─── SELECTED PASSAGE ───

# UGfreak



## Headboss (May 2, 2017)

Anyone ever heard of and ordered from Ugfreak? 

Another forum has them on their top 5 list with tons of reviews that I trust, just when placing an order, it said send payment to damn Lebanon. Sketched me out for the moment..


----------



## ECKSRATED (May 2, 2017)

Headboss said:


> Anyone ever heard of and ordered from Ugfreak?
> 
> Another forum has them on their top 5 list with tons of reviews that I trust, just when placing an order, it said send payment to damn Lebanon. Sketched me out for the moment..



Na man don't worry u can trust the Lebanese.  Some good people out there.


----------



## Headboss (May 2, 2017)

You being sarcastic or for real? Can't tell over forum text lol. Just know a lot of bombing and war in that area


----------



## ECKSRATED (May 2, 2017)

Headboss said:


> You being sarcastic or for real? Can't tell over forum text lol. Just know a lot of bombing and war in that area



Sarcastic. Sorry lol. I wouldn't buy anything from them personally


----------



## Headboss (May 2, 2017)

Haha yea, my thoughts as well.


----------



## Flyingdragon (May 2, 2017)

Didnt Bruce Jenner marry someone from Lebanon?


----------



## SHRUGS (May 2, 2017)

Headboss said:


> You being sarcastic or for real? Can't tell over forum text lol. Just know a lot of bombing and war in that area



Hard to tell in text when he said yeah they're some good people out there!? It was obviously sarcastic clear as day. Its common sense that they IS NO GOOD PEOPLE. And is that you in your avi? Guns like that and you dont have a spot in your pocket for legit sauce? Seems strange.
!S!


----------



## Headboss (May 2, 2017)

SHRUGS said:


> Hard to tell in text when he said yeah they're some good people out there!? It was obviously sarcastic clear as day. Its common sense that they IS NO GOOD PEOPLE. And is that you in your avi? Guns like that and you dont have a spot in your pocket for legit sauce? Seems strange.
> !S!


Lol my reply was meant to be sarcastic as well. I was more or less seeing if there is a form if forwarding money via other countries kinda like how a VPN works. 

And yea that's my picture in avi. Only did 3 runs and bulk ordered my serms, haven't had to reload.


----------



## SHRUGS (May 2, 2017)

Buy some bitcoin. You're gonna need it eventually anyways in this world. 
!S!


----------



## stonetag (May 2, 2017)

UG....freak, what is it about that word that is familiar........?


----------



## PFM (May 3, 2017)

Flyingdragon said:


> Didnt Bruce Jenner marry someone from Lebanon?



Bruce Jenner divorced its penis and sent it packing.


----------



## automatondan (May 3, 2017)

Welcome. Dont buy illegal crap from the internet... especially if its on a top 5 list and has great reviews.


----------



## 2easy13 (May 4, 2017)

Can't say i have my man. Sounds like another UG lab. You gotta be careful when it comes to those.  I heard some crazy stuff.


----------



## PAwithmuscles (May 31, 2017)

───

GOAL OF THE EXERCISE
Quote the Ugfreak thread from "## automatondan (May" to "(May 4, 2017)". The material that comes after this isn't needed.

─── INFORMATION ───

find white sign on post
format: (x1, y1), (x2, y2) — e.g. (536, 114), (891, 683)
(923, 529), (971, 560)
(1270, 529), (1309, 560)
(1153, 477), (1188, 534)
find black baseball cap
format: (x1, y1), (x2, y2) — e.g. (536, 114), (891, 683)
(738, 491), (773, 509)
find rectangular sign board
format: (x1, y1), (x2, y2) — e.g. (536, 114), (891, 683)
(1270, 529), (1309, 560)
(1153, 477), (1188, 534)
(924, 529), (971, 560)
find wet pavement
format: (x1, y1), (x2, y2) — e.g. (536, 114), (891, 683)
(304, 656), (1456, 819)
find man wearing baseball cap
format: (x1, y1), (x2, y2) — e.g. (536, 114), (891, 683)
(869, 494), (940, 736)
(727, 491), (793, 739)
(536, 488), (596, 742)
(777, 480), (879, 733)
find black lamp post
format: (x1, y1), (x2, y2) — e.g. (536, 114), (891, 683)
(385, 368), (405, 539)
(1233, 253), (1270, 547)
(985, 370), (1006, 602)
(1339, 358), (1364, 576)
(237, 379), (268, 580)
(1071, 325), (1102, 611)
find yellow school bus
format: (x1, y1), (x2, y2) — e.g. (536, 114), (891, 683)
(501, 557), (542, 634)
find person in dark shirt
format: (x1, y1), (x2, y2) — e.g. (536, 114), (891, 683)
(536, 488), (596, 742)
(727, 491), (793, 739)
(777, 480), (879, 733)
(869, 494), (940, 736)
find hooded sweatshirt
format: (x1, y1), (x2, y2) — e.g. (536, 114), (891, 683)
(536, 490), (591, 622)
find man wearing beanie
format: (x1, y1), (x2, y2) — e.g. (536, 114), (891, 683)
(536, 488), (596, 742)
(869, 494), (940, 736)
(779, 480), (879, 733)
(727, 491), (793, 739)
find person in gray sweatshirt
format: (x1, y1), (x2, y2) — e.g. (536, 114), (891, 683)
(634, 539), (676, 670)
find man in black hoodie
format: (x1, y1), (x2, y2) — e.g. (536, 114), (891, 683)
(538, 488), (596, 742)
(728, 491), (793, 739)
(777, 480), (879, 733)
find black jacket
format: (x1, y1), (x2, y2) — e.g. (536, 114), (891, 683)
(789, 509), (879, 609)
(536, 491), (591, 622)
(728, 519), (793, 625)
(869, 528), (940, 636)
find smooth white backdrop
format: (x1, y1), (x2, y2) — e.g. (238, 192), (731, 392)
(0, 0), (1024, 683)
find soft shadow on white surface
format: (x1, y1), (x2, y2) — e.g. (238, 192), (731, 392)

───

ANSWER FOR THE TASK
## automatondan (May 3, 2017)

Welcome. Dont buy illegal crap from the internet... especially if its on a top 5 list and has great reviews.


----------



## 2easy13 (May 4, 2017)